### Directions
Starting from the line that holds "Locate the skin", print every line through the end of the records, first and last included.

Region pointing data
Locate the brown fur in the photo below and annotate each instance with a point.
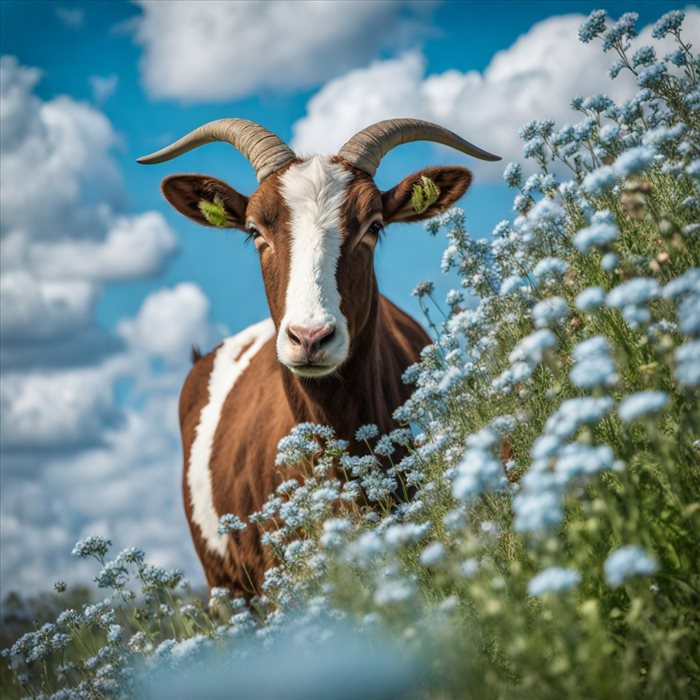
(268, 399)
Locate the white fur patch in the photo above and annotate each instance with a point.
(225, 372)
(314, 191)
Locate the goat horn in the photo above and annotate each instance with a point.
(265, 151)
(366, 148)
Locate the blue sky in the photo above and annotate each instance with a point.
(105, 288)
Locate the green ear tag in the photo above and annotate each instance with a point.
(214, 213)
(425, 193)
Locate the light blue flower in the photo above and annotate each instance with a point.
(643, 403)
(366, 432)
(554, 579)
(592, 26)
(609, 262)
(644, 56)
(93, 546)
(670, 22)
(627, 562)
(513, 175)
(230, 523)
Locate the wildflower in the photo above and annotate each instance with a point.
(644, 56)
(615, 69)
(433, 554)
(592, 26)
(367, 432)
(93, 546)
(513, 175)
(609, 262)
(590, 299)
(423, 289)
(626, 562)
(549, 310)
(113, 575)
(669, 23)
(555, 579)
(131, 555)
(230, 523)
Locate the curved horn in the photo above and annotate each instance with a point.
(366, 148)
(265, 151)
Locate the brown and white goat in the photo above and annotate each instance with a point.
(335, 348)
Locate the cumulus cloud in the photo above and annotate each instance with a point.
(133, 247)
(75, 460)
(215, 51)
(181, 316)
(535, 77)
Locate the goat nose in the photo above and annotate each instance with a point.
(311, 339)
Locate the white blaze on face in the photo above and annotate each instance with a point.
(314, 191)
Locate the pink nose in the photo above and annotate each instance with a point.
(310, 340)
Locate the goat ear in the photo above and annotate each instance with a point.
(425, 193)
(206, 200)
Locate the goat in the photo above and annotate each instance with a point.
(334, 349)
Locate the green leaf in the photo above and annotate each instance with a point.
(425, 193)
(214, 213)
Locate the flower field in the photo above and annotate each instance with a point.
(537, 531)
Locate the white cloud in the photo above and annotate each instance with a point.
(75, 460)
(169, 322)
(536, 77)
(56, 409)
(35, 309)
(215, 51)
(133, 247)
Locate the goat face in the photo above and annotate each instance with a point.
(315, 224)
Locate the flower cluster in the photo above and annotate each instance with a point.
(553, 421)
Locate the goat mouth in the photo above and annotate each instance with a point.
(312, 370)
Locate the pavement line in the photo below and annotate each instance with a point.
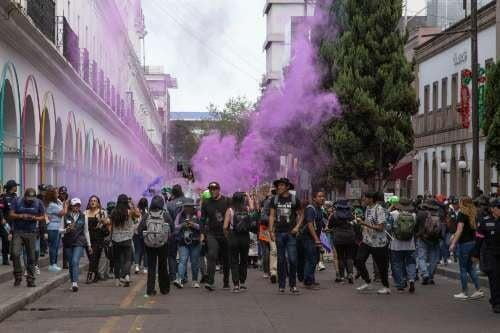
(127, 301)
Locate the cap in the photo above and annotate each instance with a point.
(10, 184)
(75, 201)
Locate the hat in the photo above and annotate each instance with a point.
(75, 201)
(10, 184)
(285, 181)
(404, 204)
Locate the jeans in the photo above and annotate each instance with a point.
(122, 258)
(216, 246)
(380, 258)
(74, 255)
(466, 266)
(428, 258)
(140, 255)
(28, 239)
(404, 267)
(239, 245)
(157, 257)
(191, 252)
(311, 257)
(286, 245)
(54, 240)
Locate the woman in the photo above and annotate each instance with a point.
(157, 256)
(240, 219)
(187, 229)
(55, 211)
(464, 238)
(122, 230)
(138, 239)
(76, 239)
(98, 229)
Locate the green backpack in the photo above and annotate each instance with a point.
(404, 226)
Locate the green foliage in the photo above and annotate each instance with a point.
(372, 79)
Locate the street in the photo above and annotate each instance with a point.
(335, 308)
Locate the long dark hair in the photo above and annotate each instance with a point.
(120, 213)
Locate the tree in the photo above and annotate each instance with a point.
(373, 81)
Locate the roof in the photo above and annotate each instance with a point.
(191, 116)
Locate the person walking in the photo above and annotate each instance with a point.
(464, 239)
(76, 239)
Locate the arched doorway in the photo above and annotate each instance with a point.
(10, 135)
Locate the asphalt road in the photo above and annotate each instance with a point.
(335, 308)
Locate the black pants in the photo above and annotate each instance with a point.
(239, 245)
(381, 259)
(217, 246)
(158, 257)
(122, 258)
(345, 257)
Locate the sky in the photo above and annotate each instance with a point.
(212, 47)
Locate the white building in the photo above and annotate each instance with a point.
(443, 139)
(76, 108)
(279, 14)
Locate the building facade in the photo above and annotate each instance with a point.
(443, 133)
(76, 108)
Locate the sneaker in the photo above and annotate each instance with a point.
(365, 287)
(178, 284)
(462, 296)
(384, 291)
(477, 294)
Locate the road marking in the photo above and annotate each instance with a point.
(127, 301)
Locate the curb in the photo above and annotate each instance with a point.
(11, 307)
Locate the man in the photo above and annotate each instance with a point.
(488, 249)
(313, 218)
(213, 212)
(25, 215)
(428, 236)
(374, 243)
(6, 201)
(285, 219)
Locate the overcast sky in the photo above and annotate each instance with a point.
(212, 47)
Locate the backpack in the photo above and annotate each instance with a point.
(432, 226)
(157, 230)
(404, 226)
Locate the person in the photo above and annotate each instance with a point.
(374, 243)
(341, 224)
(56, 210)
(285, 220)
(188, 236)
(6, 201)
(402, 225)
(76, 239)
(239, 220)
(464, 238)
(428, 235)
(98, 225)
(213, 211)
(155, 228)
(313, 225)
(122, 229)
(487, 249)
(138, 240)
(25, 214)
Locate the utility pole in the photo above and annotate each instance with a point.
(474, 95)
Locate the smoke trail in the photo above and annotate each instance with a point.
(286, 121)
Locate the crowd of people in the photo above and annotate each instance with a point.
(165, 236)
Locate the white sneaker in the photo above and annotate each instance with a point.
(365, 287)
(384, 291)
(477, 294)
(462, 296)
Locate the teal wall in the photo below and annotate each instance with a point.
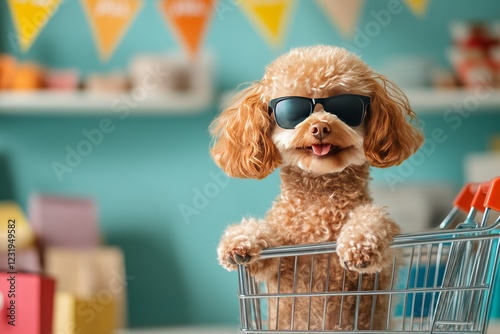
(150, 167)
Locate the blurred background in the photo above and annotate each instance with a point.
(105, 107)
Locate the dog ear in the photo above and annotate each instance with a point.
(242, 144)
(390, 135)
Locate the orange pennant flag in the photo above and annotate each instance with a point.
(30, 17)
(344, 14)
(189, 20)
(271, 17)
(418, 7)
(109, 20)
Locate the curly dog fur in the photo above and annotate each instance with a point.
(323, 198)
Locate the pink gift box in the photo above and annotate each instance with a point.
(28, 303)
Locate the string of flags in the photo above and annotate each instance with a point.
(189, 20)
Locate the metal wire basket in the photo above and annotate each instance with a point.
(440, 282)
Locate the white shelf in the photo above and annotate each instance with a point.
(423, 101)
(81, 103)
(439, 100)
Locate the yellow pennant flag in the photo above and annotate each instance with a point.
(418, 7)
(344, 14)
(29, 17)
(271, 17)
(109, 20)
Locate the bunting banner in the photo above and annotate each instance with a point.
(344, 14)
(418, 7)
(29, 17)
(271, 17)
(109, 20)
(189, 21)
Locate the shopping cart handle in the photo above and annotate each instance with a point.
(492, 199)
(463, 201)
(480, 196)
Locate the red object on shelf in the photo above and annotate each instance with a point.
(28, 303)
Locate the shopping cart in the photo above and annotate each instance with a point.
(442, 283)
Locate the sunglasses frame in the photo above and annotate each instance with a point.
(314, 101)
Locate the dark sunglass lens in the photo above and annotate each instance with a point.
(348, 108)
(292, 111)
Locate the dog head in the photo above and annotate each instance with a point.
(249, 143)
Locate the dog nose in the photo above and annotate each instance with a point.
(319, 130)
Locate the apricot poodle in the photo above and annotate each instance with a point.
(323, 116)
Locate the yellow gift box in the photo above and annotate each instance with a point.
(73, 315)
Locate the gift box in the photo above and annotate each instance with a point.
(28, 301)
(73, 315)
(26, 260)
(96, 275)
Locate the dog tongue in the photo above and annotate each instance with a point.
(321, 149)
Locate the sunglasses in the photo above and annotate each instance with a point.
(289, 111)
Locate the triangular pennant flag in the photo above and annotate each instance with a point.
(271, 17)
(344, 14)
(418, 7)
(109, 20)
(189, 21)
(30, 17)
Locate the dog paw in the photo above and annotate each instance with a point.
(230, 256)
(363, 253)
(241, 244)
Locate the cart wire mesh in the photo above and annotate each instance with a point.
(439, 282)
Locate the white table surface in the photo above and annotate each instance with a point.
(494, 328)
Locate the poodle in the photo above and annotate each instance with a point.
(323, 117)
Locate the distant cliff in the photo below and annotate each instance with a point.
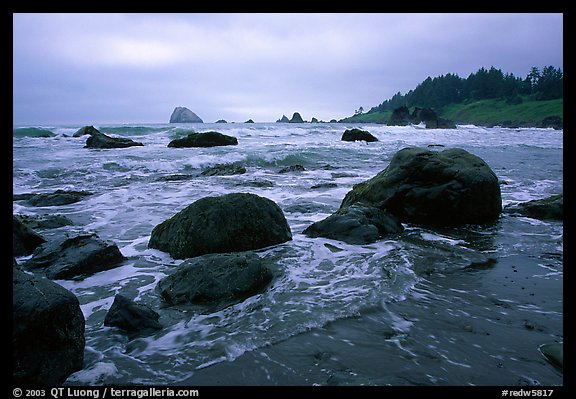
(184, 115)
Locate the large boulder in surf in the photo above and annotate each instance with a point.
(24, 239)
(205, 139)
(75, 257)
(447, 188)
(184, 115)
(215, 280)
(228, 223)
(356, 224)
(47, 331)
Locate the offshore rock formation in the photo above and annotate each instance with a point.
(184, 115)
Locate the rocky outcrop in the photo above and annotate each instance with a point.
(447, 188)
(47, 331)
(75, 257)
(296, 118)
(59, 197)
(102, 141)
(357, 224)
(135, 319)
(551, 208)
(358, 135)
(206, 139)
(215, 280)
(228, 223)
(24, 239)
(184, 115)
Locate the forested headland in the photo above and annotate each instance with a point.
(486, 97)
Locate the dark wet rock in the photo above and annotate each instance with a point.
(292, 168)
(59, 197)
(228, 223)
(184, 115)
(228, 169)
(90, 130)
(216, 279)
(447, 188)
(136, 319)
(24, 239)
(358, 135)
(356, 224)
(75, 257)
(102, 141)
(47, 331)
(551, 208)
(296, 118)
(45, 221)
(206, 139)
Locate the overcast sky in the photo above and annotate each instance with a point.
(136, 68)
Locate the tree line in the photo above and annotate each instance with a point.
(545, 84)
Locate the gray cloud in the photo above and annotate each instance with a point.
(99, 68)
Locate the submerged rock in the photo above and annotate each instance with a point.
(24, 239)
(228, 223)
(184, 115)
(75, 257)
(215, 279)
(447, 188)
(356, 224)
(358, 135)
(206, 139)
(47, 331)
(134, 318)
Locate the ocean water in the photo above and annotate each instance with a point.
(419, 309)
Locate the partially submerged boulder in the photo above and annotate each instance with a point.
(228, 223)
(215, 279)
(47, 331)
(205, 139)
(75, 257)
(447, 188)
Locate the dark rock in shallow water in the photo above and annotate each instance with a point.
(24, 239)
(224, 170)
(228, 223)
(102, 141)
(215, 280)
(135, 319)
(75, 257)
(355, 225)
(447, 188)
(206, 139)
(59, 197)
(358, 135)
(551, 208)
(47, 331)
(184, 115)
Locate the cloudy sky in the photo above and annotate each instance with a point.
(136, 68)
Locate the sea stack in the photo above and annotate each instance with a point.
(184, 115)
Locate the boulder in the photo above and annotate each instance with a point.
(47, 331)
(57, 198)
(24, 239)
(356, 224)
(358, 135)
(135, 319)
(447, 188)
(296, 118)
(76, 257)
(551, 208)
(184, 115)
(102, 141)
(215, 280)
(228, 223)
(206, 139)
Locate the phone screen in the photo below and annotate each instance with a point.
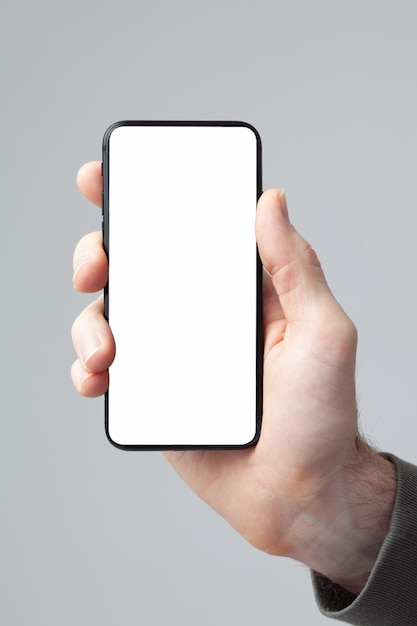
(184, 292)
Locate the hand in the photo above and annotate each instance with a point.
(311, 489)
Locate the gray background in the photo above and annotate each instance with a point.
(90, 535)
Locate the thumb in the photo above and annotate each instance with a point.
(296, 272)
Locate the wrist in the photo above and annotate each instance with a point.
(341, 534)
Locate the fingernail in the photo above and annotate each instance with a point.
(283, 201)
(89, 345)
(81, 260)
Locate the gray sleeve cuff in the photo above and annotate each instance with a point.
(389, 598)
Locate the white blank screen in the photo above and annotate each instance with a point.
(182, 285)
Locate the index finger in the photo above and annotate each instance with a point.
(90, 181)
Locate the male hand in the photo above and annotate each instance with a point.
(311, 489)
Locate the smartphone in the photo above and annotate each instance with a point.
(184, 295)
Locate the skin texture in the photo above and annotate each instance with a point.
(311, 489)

### Result for this exercise
Locate the skin texture in the photo above and annotate each instance with a point.
(311, 489)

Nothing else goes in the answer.